Selection:
┌──

Collector

1. Set of documents

This document is one of the specifications produced by the ResearcherPod and ErfgoedPod project:

Overview
Orchestrator
Data Pod
Rule language
Artefact Lifecycle Event Log (this document)

2. Introduction

The Collector is an Autonomous Agent that traverses the scholarly network to gather event information on specific artefacts. It has the task of gathering all useful information it can, and ranking it according to the preferences set by the actor running the collector instance. The main usecase of this component will be in addition to existing third party indexes for scholarly artefacts such as Google Scholar and Arxiv. The component collects information from the Web by crawling the network, taking into account the actor’s preferences of trusted sources. The Collector’s discovery process requires the materialization of three capabilities: selection, ranking, and verification of retrieved artifact event information.

└──

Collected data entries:
┌──

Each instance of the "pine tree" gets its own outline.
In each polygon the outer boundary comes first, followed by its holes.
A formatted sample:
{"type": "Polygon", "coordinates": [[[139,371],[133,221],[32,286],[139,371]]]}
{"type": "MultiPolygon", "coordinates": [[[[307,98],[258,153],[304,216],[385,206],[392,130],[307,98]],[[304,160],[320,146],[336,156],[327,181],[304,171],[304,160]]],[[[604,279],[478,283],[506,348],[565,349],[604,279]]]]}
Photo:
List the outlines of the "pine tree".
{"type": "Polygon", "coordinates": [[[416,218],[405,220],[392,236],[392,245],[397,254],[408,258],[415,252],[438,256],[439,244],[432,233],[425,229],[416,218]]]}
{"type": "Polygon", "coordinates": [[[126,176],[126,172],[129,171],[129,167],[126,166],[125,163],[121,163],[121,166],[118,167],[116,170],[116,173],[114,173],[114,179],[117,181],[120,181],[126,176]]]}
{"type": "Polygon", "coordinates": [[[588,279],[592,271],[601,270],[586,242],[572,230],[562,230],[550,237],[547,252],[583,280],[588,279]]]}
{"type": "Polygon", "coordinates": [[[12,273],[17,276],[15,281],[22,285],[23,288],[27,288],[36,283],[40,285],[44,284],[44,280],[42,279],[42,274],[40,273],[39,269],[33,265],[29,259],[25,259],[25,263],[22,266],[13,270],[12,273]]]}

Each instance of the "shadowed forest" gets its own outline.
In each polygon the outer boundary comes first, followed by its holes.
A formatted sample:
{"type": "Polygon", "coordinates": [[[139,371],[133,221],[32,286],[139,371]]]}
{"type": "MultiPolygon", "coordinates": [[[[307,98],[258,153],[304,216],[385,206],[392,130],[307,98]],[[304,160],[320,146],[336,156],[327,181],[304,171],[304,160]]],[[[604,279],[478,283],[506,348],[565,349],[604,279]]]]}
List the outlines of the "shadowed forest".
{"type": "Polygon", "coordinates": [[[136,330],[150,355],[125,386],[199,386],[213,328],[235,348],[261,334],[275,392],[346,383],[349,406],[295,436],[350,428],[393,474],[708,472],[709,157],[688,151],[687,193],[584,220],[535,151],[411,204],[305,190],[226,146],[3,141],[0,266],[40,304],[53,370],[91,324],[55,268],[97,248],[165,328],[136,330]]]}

└──

From the Collector specification, extract the passage that opens with the words containing "This document is" and closes with "Log (this document)". Work only from the Collector specification.

Finished task:
This document is one of the specifications produced by the ResearcherPod and ErfgoedPod project:

Overview
Orchestrator
Data Pod
Rule language
Artefact Lifecycle Event Log (this document)